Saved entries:

────────────────────────────────────────

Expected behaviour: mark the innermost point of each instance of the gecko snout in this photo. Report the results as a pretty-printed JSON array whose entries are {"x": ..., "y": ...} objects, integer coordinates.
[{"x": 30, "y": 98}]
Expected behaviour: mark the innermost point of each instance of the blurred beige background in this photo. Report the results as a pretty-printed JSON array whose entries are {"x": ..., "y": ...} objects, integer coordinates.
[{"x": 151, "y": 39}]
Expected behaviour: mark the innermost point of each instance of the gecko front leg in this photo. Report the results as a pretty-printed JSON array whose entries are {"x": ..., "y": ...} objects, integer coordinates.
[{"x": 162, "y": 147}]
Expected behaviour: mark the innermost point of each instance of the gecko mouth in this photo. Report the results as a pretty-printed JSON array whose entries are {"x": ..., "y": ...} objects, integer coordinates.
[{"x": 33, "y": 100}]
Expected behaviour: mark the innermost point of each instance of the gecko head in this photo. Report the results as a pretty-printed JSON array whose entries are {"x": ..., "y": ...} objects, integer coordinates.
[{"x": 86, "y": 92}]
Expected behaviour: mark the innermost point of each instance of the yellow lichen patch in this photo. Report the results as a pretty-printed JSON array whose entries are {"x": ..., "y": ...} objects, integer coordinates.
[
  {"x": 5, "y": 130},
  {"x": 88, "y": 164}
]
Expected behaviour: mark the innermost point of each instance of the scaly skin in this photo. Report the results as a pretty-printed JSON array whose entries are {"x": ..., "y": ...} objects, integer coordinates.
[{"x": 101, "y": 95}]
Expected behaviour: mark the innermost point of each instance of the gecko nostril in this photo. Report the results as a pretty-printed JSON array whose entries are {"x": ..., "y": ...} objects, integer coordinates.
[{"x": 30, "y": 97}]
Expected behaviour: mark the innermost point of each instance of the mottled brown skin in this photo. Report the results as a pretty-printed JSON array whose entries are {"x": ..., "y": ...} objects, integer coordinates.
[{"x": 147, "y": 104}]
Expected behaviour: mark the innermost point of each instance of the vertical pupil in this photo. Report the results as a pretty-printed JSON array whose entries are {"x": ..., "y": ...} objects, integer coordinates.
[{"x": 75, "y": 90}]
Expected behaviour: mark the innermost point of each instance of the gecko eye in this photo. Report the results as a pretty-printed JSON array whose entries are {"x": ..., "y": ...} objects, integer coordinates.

────────────────────────────────────────

_Directions for this task_. All of the entries must be quoted exactly; please include each one.

_Output of the exercise_.
Expected behaviour: mark the innermost point of each instance of the gecko snout in this photo. Report the results as a pretty-printed JSON array whose entries are {"x": ..., "y": ...} objects, integer coordinates.
[{"x": 30, "y": 98}]
Expected behaviour: mark the innermost point of each instance of the blurred beige background in this photo. Report the results as a pretty-printed JSON array whose entries are {"x": ..., "y": ...} objects, integer coordinates.
[{"x": 151, "y": 39}]
Expected behaviour: mark the innermost point of each instance of the gecko front leg in this photo. Report the results as a pretty-printed JSON array whose entries are {"x": ..., "y": ...} objects, integer coordinates.
[{"x": 162, "y": 147}]
Expected behaviour: mark the innermost point of each instance of the gecko mouth in this photo. Report the results as a pretty-printed JSON array whose entries are {"x": ..., "y": ...} objects, integer coordinates.
[{"x": 33, "y": 100}]
Expected behaviour: mark the innermost point of each instance of the gecko head in this photo. Report the results as a pretty-printed JSON array whose entries are {"x": ..., "y": ...} objects, integer coordinates.
[{"x": 86, "y": 92}]
Expected behaviour: mark the innermost point of each instance of the yellow lichen patch in this photo. Report the results as a pretty-printed JSON array whose entries are {"x": ..., "y": ...} objects, integer coordinates.
[
  {"x": 5, "y": 130},
  {"x": 88, "y": 164}
]
Expected behaviour: mark the innermost point of each instance of the scaly skin in this photo. Report the results as a pretty-printed JSON array whose entries are {"x": ..., "y": ...} objects, integer coordinates.
[{"x": 101, "y": 95}]
Expected behaviour: mark the innermost point of each instance of the gecko nostril in this photo. Report the results as a pretty-printed JSON array whose entries are {"x": ..., "y": ...} objects, integer coordinates.
[{"x": 30, "y": 97}]
Expected behaviour: mark the innermost point of each instance of the mottled brown skin in this photo. Report the results as a pretty-printed JSON array whose entries are {"x": ..., "y": ...} objects, integer coordinates.
[{"x": 147, "y": 104}]
Expected behaviour: mark the innermost point of each instance of the vertical pupil in this photo. Report the results as a pretty-printed JSON array whose entries are {"x": ..., "y": ...} objects, integer coordinates.
[{"x": 75, "y": 90}]
Expected behaviour: mark the innermost point of each instance of the gecko eye in this photo. Report the results as a pretty-printed JSON array whose entries are {"x": ..., "y": ...} objects, integer coordinates.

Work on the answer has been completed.